Your task:
Decide whether each statement below agrees with the text on the largest insects, answering yes or no and quoting the deciding words from that text. 1. With its legs extended, Holorusia clavipes reaches an overall length of 25.8 cm. 2. Hystrichopsylla schefferi is known only from the fur of the mountain beaver. 3. Ramsdelepidion schusteri is a living species of silverfish.

Supplied text:

■ ■ ■ ■

The largest total length of any fly belongs to the largest species of crane fly: Holorusia clavipes. If the legs are extended in front of and behind the body, then an overall length of 25.8 cm makes it the longest true fly. It also probably has the largest wingspan of any Diptera at over 11 cm.

Gauromydas heros (which can reach a wingspan of 10 cm and a body length of 7 cm) has the largest wing surface area of any Diptera. It might also have the longest body length of any fly at 7 cm (although it is rivaled by Microstylum magnum and Phellus piliferus for this title).

The heaviest flies are the timber flies from the genus Pantophthalmus (with Pantophthalmus bellardi being the largest species of this genus known).
The largest members of Asilidae (Microstylum, Phellus and Blepharotes) are almost as bulky.

==Fleas (Siphonaptera)==

The largest species of flea is Hystrichopsylla schefferi. This parasite, known exclusively from the fur of the mountain beaver, can reach a length of 1.2 cm.

==Thrips (Thysanoptera)==

Members of the genus Phasmothrips are the largest thrips. The maximum size of these species is about 1.3 cm.

==Caddisflies (Trichoptera)==

The largest of the small, moth-like caddisflies is Eubasilissa maclachlani. This species can range up to 7 cm across the wings.

==Silverfishes and allies (Zygentoma)==

These insects, known to feed on human household objects, are up to 1.5 cm in length. The largest is the extinct Ramsdelepidion schusteri, which reached 6 cm long.

==Angel insects (Zoraptera)==

The largest angel insect species, Hubbard's angel insect (Zorotypus hubbardi), grows up to 3 mm in length.

■ ■ ■ ■

Dataset excerpts:
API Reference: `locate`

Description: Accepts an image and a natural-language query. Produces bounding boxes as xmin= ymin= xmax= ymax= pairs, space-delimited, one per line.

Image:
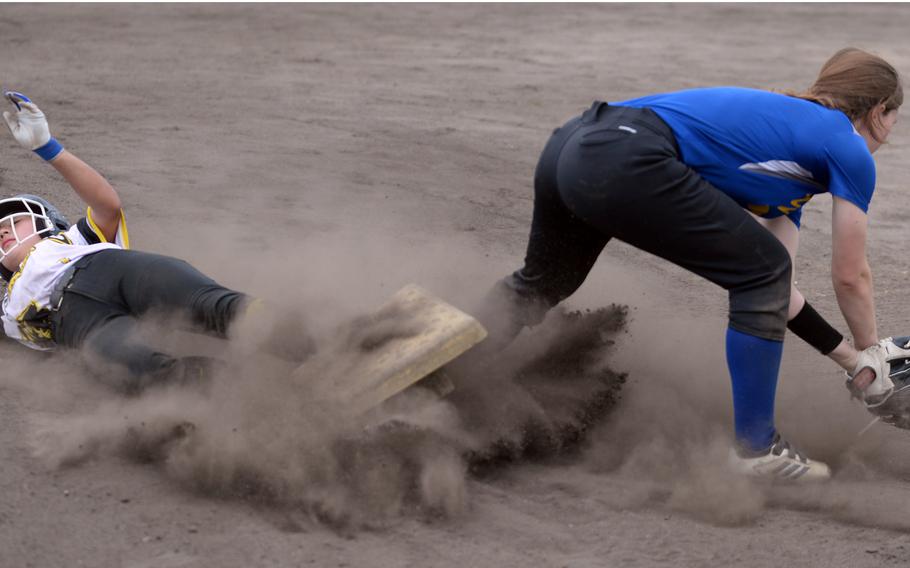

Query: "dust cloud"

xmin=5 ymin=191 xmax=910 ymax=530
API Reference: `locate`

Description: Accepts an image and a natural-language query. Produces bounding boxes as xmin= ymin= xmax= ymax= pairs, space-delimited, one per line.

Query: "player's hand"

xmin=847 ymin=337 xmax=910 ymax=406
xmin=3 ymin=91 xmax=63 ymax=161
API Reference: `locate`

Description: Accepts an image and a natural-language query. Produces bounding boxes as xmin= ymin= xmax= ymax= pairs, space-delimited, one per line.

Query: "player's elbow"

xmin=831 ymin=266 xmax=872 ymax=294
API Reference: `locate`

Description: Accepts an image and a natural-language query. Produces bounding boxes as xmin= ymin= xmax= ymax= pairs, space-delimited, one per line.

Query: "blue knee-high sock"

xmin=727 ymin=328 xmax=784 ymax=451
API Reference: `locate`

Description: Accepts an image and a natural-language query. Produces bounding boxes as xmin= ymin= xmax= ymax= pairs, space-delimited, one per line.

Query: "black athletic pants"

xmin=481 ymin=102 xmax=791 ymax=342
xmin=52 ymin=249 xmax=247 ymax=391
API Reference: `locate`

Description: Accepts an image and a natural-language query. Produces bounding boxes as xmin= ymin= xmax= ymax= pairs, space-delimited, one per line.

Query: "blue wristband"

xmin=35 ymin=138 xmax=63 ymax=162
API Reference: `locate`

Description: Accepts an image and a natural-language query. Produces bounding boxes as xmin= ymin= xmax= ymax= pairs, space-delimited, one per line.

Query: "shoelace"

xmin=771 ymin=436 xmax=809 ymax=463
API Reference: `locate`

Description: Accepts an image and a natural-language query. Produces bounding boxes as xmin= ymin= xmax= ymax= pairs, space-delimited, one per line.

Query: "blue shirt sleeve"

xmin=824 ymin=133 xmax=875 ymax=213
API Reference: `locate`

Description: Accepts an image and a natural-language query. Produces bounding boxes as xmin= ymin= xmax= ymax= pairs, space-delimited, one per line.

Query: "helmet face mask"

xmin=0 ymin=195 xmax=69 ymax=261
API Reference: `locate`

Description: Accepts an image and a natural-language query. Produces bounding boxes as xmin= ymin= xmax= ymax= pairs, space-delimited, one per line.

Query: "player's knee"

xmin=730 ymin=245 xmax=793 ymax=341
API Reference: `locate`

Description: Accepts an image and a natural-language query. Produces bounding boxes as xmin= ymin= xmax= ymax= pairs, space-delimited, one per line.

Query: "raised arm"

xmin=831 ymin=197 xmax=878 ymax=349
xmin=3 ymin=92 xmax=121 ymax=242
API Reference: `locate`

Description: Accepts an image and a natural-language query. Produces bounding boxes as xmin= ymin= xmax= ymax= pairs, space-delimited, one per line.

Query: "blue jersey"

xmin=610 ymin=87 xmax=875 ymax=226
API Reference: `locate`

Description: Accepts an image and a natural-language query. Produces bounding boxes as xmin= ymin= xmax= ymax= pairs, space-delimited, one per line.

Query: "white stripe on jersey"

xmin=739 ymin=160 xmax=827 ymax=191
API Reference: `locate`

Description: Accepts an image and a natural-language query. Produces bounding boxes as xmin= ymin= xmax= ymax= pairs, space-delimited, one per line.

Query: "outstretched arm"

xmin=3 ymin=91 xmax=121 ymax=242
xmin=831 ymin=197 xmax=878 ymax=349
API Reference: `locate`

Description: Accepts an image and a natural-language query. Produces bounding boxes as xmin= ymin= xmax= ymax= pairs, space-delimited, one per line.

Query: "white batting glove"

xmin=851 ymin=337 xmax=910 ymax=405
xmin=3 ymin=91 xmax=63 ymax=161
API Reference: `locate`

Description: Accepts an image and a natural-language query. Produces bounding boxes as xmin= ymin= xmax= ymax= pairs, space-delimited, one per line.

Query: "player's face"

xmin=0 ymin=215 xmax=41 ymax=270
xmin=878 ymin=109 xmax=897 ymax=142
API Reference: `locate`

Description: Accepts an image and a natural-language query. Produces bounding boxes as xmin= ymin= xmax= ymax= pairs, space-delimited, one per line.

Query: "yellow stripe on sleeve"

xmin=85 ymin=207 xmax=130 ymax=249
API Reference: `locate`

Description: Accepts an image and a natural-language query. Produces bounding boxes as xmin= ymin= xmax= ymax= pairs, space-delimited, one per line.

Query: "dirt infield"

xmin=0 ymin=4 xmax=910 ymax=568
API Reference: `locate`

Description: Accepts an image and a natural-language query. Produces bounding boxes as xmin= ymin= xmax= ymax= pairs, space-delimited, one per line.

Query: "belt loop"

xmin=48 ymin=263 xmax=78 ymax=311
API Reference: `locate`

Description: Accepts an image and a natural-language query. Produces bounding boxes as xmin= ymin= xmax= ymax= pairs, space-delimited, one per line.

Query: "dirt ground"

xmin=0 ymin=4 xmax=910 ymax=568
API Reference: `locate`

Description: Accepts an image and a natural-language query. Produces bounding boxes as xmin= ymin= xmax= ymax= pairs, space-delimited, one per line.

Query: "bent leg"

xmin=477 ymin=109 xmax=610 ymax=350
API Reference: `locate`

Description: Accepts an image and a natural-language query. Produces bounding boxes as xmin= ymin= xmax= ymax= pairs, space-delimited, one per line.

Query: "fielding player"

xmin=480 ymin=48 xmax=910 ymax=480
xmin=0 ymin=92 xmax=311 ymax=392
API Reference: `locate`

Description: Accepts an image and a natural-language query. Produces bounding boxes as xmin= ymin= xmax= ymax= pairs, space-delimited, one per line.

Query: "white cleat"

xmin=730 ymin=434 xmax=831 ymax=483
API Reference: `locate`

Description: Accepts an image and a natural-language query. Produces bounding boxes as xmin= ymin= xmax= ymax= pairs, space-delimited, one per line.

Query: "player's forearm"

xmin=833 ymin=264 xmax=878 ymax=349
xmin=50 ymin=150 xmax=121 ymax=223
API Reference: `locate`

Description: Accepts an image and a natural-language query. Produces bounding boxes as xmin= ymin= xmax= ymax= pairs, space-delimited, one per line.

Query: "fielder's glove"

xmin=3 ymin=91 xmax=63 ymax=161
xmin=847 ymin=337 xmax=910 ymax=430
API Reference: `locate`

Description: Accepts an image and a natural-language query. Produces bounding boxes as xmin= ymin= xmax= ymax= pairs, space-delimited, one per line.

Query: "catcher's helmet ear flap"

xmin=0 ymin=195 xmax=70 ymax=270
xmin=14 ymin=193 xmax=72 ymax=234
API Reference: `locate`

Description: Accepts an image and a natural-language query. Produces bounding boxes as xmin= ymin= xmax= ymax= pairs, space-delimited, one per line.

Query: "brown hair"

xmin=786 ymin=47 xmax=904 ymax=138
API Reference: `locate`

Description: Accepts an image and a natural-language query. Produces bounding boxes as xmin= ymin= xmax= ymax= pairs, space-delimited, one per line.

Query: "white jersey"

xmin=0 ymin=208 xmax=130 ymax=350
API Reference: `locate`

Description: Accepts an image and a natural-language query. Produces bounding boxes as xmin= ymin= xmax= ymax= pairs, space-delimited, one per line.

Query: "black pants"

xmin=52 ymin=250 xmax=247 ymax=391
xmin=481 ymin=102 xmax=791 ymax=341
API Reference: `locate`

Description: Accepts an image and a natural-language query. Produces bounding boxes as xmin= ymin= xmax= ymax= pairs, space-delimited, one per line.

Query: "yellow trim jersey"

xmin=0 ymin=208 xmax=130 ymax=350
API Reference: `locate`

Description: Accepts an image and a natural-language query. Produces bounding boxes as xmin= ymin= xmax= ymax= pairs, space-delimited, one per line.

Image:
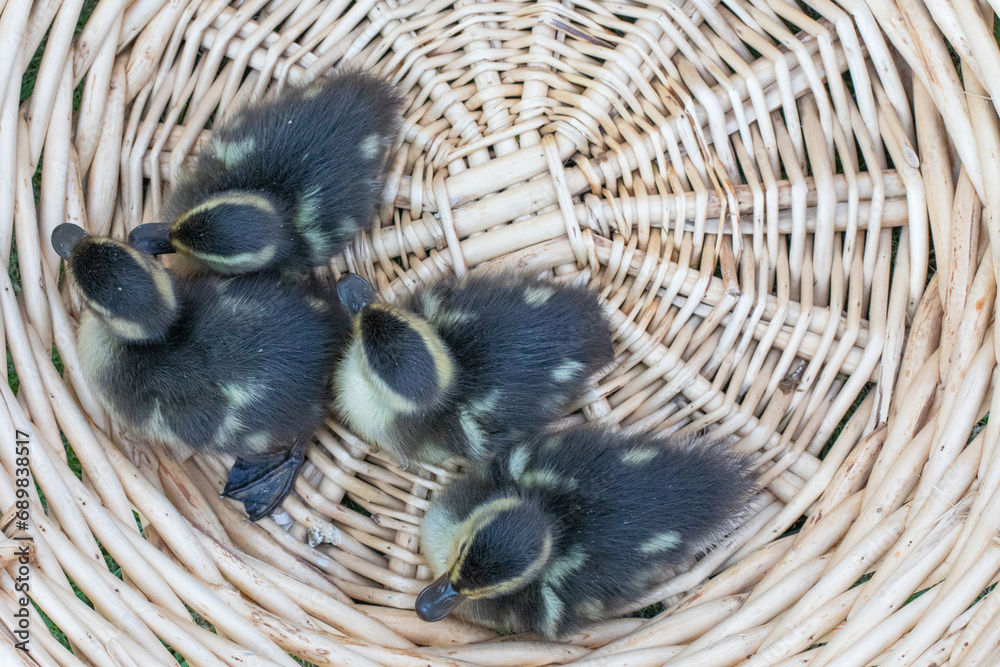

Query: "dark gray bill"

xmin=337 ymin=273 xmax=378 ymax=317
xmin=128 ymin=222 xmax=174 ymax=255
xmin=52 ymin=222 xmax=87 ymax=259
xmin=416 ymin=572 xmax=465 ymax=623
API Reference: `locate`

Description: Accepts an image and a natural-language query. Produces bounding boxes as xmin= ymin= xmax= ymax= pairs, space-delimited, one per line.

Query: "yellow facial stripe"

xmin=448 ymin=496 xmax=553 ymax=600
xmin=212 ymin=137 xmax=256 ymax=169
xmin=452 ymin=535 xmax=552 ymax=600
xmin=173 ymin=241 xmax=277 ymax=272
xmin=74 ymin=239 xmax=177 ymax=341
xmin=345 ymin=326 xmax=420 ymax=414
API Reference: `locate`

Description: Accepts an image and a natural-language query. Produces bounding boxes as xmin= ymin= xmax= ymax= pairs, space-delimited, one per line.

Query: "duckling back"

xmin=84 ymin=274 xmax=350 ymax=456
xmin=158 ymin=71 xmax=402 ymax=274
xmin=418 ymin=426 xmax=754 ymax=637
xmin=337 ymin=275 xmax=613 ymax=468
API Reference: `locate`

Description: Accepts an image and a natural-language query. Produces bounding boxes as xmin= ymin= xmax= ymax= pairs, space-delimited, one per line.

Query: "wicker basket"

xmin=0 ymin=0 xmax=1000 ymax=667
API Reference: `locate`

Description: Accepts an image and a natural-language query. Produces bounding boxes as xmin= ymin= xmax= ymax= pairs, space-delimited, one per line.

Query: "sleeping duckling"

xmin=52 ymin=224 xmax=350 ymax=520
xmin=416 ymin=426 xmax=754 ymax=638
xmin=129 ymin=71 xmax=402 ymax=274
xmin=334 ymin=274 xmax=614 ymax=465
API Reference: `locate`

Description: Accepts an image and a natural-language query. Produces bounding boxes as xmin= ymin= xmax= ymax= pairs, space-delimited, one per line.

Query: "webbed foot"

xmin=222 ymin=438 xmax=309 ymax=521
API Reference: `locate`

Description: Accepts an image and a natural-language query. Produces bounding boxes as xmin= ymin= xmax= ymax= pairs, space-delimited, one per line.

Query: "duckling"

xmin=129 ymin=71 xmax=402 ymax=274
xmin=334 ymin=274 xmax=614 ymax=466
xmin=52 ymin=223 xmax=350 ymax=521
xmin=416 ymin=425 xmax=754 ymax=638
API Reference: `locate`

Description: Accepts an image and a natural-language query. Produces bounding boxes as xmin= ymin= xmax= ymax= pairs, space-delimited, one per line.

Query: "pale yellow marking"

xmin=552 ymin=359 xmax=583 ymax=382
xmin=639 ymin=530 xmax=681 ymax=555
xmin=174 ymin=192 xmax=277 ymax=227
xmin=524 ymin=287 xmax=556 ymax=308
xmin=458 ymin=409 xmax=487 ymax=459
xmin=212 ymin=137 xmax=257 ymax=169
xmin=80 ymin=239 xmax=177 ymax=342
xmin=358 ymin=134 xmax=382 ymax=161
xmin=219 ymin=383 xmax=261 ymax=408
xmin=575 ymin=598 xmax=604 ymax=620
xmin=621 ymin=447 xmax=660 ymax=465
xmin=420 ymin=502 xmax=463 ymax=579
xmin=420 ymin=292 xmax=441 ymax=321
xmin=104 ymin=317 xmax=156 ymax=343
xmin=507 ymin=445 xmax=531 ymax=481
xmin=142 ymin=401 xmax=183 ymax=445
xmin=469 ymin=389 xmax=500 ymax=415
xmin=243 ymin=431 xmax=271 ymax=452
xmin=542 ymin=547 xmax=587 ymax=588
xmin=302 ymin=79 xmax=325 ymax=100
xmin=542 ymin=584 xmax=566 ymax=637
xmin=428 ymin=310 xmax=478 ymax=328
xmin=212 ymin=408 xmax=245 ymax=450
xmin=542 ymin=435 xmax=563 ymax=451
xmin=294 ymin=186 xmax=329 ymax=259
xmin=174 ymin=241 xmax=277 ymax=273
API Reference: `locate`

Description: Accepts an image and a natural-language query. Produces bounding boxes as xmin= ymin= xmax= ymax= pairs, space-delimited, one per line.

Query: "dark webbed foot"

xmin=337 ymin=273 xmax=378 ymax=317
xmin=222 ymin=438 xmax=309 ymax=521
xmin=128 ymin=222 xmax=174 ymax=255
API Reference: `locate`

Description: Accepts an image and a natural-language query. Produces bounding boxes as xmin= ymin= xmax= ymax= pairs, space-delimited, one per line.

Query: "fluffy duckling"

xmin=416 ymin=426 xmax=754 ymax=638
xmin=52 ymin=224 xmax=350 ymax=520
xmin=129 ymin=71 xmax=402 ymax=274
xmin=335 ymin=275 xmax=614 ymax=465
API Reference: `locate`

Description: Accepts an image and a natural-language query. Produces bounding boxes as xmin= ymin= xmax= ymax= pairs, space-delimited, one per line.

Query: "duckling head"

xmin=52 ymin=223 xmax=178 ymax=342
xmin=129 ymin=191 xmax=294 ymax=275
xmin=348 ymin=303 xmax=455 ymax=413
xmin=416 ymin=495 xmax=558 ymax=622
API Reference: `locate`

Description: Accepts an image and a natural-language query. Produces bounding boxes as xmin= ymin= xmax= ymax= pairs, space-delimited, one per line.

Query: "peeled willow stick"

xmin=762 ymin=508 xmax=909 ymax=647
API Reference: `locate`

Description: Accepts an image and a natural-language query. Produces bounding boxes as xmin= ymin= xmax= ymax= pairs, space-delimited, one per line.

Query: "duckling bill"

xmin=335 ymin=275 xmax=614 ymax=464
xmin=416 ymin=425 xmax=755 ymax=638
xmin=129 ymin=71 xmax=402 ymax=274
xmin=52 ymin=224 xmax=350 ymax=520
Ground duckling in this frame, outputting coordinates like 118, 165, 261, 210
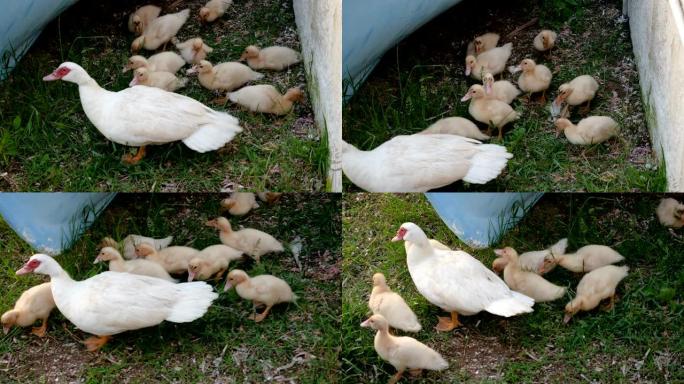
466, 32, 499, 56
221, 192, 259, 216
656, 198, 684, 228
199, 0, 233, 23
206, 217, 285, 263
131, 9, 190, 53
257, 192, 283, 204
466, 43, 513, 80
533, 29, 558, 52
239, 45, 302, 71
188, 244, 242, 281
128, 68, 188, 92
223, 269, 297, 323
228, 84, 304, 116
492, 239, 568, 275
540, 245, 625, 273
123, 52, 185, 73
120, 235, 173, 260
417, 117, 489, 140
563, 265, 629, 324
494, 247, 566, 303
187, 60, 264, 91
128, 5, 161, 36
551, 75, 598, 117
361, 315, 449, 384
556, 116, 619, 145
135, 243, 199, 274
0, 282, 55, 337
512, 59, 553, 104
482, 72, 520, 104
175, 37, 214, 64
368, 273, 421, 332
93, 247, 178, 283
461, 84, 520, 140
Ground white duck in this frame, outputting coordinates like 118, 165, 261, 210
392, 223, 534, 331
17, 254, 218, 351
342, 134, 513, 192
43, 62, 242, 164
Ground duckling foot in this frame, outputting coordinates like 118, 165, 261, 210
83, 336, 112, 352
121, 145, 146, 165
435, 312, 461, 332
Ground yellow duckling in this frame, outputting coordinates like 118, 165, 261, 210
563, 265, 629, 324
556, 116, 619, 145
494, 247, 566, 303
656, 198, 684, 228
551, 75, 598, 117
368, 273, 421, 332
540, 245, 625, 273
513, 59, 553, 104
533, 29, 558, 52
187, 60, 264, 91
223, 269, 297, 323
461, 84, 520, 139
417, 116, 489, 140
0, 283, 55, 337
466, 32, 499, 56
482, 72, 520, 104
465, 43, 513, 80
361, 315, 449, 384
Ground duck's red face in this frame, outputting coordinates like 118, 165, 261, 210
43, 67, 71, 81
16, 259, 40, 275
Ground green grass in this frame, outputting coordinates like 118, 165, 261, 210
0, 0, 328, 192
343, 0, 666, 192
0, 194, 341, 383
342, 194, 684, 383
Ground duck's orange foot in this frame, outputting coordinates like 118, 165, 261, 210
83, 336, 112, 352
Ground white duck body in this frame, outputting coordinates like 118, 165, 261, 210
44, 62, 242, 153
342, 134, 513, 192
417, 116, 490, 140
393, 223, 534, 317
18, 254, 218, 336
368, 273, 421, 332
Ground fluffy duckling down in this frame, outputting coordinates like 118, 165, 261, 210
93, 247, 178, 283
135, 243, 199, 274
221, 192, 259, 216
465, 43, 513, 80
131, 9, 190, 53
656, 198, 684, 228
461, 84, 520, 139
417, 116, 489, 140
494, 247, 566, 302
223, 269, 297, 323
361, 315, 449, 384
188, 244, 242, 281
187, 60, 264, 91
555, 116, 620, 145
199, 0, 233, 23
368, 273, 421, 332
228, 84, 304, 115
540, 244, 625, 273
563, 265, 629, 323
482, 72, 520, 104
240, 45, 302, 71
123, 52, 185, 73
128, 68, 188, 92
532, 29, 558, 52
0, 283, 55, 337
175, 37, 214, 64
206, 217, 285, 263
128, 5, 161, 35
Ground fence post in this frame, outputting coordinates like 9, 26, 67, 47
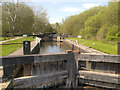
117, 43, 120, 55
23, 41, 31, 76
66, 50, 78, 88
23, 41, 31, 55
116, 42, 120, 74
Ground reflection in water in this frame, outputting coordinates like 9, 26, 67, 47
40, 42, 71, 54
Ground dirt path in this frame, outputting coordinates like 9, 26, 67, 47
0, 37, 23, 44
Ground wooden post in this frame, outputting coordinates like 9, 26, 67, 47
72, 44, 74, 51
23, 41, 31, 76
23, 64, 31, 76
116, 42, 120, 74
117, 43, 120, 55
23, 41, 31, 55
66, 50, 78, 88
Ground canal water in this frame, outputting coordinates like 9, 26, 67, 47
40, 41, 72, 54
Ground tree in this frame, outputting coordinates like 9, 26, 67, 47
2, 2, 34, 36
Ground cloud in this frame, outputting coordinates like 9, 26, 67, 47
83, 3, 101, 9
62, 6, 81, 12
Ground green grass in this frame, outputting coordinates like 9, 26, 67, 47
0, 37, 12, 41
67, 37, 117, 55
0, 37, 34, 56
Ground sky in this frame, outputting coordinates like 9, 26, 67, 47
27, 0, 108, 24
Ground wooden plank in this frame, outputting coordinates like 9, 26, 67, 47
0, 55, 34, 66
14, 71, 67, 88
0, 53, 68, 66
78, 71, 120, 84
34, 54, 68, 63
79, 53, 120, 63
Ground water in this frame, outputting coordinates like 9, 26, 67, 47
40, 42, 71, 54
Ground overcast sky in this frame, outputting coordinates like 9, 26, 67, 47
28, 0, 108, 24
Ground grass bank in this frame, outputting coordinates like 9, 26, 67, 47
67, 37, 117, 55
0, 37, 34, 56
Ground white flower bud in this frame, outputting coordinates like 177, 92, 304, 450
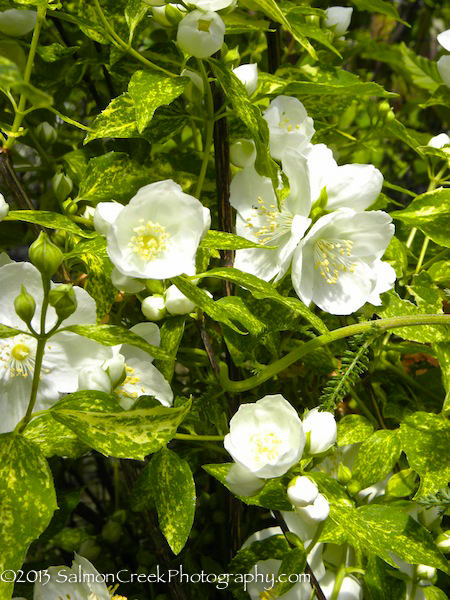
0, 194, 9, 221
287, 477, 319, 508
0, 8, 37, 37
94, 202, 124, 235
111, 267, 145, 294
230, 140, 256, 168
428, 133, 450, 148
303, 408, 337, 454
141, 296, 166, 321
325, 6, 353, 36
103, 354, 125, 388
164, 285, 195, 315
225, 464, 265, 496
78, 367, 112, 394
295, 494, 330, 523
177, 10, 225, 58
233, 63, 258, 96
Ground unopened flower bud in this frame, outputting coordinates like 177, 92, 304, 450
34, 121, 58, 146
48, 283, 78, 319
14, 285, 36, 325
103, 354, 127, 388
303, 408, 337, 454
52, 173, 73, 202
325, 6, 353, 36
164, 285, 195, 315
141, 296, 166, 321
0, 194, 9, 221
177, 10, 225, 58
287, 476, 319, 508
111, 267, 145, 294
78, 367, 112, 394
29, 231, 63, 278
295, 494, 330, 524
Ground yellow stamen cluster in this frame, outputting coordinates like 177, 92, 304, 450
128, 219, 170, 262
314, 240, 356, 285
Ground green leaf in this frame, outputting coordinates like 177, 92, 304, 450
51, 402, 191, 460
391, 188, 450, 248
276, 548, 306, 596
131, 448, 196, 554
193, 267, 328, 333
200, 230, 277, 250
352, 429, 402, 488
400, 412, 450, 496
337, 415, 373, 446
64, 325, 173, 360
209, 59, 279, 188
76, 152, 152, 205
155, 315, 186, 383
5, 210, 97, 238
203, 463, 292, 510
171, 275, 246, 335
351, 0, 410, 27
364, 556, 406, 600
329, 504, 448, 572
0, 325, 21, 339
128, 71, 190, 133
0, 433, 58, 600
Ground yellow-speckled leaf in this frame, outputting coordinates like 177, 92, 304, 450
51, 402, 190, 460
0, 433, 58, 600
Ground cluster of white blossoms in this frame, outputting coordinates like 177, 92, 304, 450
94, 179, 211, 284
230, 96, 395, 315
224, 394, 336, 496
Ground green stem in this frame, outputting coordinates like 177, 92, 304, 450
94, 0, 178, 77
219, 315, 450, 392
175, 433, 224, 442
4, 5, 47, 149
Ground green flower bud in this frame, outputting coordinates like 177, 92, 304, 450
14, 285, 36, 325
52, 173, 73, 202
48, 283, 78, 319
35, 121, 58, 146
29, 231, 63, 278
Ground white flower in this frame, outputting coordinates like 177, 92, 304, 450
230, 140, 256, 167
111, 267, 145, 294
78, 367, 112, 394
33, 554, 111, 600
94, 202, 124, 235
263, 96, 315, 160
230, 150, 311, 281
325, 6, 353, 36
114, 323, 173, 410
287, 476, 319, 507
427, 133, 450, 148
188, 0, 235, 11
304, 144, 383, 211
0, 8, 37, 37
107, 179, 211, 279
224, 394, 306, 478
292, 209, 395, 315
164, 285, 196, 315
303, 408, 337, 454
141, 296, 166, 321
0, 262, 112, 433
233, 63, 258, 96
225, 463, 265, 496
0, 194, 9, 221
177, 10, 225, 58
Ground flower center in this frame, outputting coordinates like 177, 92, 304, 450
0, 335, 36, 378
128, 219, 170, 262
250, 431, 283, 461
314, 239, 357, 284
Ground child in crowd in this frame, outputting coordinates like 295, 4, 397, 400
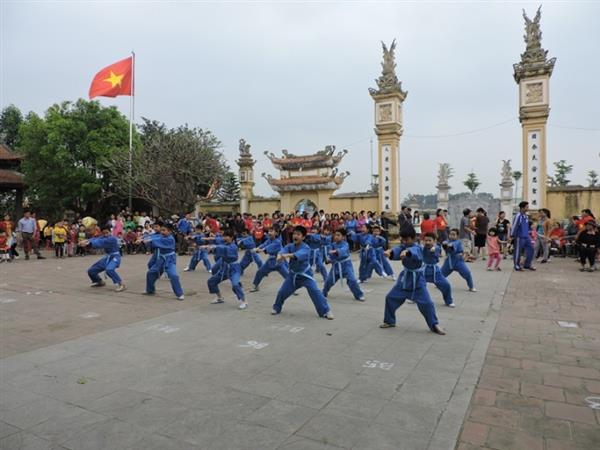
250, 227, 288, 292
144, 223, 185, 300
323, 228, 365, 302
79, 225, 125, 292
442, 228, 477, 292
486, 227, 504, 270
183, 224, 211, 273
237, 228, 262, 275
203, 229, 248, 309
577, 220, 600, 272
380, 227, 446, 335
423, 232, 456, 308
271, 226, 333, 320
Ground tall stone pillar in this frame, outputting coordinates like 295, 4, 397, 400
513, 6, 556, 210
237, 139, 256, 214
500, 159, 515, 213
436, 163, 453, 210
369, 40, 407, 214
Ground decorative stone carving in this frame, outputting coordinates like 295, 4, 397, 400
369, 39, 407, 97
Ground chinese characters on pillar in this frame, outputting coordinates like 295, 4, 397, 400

■ ■ ■ ■

Exercise solution:
1. Yes: "If the legs are extended in front of and behind the body, then an overall length of 25.8 cm makes it the longest true fly."
2. Yes: "This parasite, known exclusively from the fur of the mountain beaver, can reach a length of 1.2 cm."
3. No: "The largest is the extinct Ramsdelepidion schusteri, which reached 6 cm long."